══ Document excerpt
# Hauling Kayaks with your RV



## Hookem-Guy81 (Apr 3, 2013)

Ok, so when we go to the coast fishing, usually San Luis Pass, I haul the 5th wheel with my F350 , and Hookem-Gal hauls the Boatright with her Tacoma. We don't always take the boat, and I like to kayak too, so when we don't take the boat, we just take one truck and the 5th wheel and would like to haul a kayak somehow without taking the other truck. Do any of y'all rig up your trucks to haul a 13 foot kayak with a 5th wheel or do you put the kayak on top of the 5th wheel. Never done it and just wondering who all does it and how y'all did it. Thanks.


----------



## Tuff (Nov 29, 2011)

My 5th wheel is a toy hauler, so kayaks (and just about anything and everything else) go inside. If you don't have a toy hauler, inside your trailer is still the cheapest and easiest. The wife may want you to clean the kayaks up a little bit.


----------



## dhingle (Feb 10, 2006)

*Kayak transport*

I tow my 5th wheel with a dodge 3/4 ton crew cab. I have 2 12' kayaks that I carry on roof of truck. I have rhino rack base and kayak saddles, tie them so that rear of yak is even with toolbox in bed of truck and tie bow of yaks to hooks on front bumper. No problems turning or backing the camper in.
════
══ Excerpted records
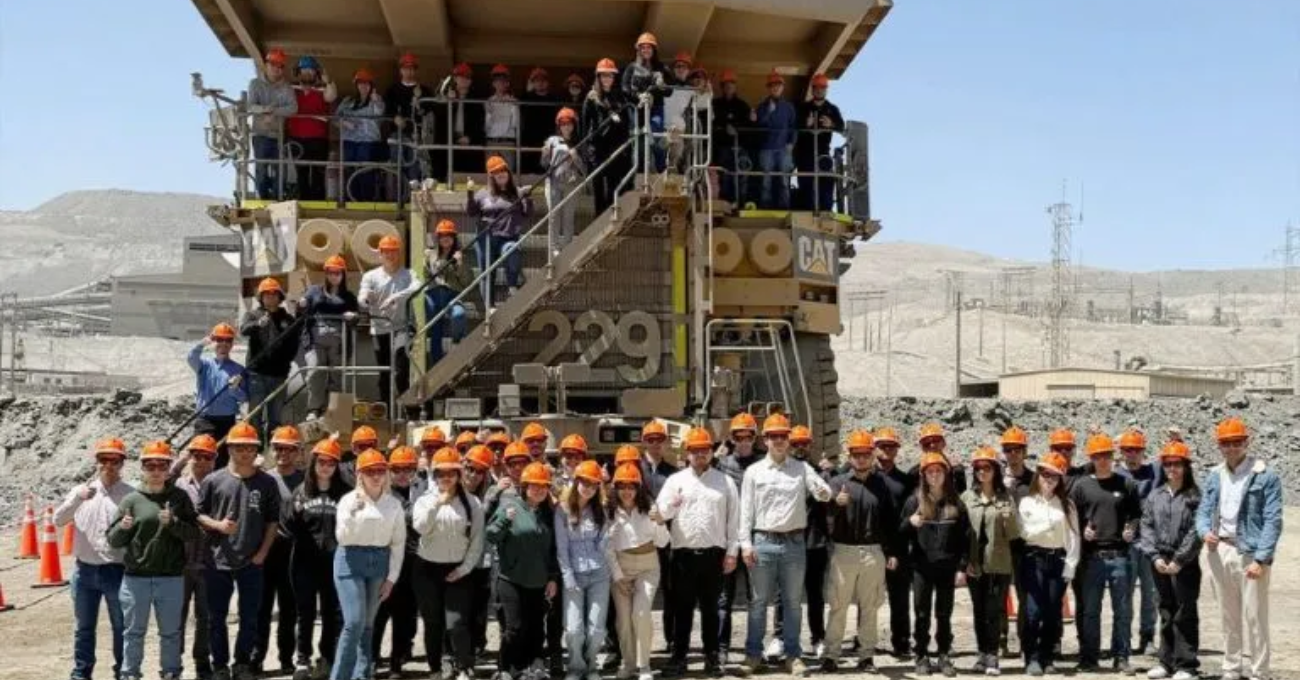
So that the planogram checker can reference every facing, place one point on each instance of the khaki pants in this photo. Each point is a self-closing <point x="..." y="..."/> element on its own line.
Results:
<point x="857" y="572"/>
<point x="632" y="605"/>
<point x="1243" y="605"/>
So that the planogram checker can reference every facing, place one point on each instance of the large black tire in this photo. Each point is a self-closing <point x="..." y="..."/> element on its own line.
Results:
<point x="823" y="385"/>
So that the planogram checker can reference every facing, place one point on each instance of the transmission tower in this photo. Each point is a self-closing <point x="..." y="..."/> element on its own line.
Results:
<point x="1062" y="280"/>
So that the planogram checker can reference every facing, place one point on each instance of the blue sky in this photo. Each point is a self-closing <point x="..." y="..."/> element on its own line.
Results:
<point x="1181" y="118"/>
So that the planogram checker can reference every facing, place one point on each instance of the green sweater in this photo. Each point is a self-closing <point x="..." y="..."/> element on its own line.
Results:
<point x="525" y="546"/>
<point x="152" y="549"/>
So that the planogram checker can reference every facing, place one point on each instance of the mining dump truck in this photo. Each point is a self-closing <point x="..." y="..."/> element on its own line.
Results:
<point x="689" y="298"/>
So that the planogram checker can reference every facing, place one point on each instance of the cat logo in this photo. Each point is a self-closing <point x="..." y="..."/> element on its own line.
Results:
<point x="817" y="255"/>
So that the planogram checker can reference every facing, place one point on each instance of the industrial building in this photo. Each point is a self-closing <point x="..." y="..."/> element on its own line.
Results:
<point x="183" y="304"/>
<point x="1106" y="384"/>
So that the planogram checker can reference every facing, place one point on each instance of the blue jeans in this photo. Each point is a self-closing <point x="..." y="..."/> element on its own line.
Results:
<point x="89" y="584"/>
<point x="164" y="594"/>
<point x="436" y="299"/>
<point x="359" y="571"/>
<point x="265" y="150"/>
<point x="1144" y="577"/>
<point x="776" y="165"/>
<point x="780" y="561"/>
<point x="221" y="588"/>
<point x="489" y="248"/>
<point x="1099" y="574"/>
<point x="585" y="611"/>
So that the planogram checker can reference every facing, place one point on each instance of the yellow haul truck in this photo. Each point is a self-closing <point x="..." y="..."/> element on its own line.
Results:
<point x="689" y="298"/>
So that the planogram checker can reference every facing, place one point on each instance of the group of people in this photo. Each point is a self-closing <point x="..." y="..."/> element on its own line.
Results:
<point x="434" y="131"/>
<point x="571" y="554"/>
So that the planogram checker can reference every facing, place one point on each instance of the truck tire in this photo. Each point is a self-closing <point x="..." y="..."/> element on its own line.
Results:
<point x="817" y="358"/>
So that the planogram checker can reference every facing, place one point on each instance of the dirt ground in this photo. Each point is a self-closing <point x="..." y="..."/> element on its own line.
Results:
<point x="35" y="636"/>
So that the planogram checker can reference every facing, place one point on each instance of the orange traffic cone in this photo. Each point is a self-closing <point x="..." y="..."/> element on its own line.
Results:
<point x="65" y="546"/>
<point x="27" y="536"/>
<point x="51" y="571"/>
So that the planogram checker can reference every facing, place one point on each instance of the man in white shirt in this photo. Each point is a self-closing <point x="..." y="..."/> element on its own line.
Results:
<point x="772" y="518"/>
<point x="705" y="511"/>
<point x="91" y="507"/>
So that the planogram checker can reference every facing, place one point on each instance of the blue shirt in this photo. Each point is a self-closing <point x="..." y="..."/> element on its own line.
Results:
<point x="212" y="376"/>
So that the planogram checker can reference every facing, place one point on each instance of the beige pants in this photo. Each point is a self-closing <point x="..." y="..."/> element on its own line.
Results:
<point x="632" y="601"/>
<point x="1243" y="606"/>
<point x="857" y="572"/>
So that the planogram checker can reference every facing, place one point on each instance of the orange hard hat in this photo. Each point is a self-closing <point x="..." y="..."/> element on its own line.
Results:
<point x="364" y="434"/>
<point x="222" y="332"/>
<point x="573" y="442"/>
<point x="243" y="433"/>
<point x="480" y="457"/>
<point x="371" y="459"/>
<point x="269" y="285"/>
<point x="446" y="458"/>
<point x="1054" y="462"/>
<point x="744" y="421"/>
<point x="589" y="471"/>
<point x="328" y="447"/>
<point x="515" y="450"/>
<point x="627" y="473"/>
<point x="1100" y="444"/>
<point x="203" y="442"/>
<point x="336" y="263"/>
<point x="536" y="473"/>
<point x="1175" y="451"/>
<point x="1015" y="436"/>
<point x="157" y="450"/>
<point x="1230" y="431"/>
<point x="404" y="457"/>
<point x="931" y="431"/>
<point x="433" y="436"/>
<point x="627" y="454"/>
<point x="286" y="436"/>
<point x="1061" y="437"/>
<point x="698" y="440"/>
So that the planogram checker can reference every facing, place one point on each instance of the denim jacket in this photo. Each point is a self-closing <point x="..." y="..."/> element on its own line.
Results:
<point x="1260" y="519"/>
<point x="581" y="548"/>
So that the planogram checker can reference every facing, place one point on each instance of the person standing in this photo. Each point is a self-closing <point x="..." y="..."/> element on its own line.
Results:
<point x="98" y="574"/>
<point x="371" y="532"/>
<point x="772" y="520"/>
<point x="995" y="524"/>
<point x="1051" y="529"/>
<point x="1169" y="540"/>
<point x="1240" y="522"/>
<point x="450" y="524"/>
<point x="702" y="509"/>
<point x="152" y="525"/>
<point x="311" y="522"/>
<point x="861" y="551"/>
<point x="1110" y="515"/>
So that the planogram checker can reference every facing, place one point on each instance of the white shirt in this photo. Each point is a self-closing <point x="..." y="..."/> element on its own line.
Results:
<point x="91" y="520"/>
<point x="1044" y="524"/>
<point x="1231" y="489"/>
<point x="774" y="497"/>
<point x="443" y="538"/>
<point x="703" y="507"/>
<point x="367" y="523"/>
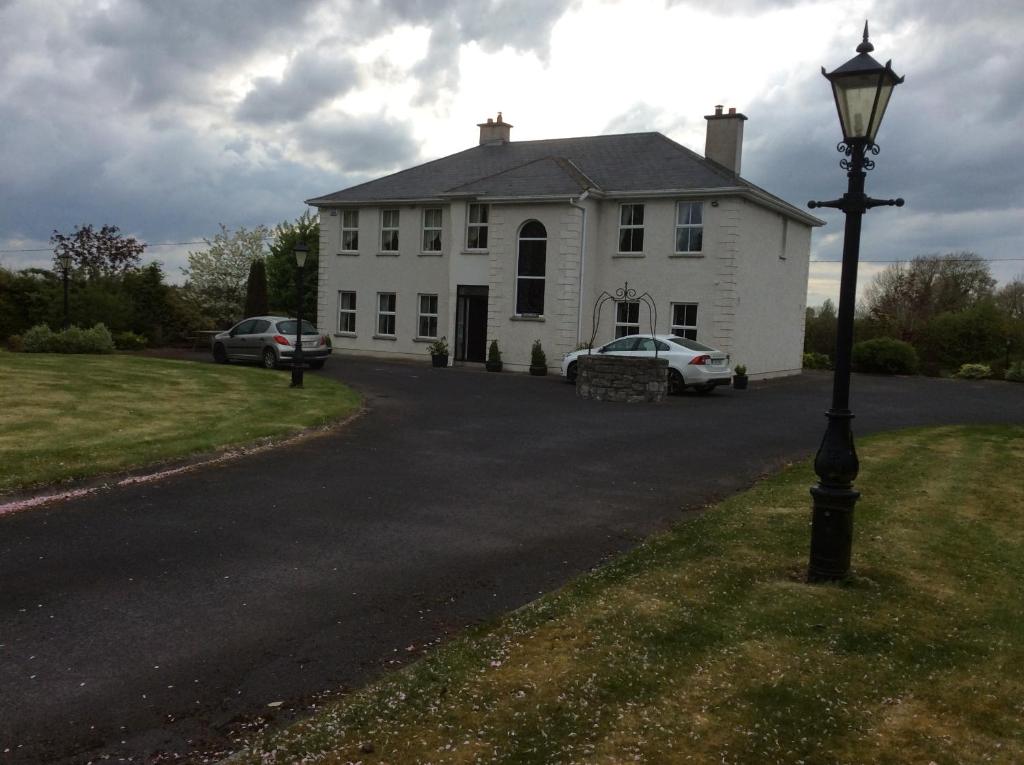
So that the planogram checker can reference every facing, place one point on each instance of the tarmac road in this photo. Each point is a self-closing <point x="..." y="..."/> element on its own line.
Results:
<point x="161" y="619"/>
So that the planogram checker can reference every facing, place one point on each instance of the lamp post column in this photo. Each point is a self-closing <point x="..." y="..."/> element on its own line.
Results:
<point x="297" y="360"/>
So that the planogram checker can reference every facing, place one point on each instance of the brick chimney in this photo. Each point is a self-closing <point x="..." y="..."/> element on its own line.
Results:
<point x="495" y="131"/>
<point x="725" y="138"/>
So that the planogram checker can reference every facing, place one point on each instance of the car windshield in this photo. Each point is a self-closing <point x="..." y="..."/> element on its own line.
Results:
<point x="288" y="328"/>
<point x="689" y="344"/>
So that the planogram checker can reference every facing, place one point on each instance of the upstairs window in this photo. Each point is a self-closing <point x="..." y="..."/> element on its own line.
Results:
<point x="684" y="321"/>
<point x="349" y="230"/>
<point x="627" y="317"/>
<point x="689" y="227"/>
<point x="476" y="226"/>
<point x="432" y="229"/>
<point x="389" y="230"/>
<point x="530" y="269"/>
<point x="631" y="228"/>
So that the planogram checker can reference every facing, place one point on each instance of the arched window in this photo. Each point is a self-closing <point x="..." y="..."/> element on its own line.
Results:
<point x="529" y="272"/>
════
> What to work on
Copy the forum thread on hauling kayaks starting with "I tow my 5th" and going on through "the camper in.", swapping "toolbox" for "cargo box".

> Expected output
I tow my 5th wheel with a dodge 3/4 ton crew cab. I have 2 12' kayaks that I carry on roof of truck. I have rhino rack base and kayak saddles, tie them so that rear of yak is even with cargo box in bed of truck and tie bow of yaks to hooks on front bumper. No problems turning or backing the camper in.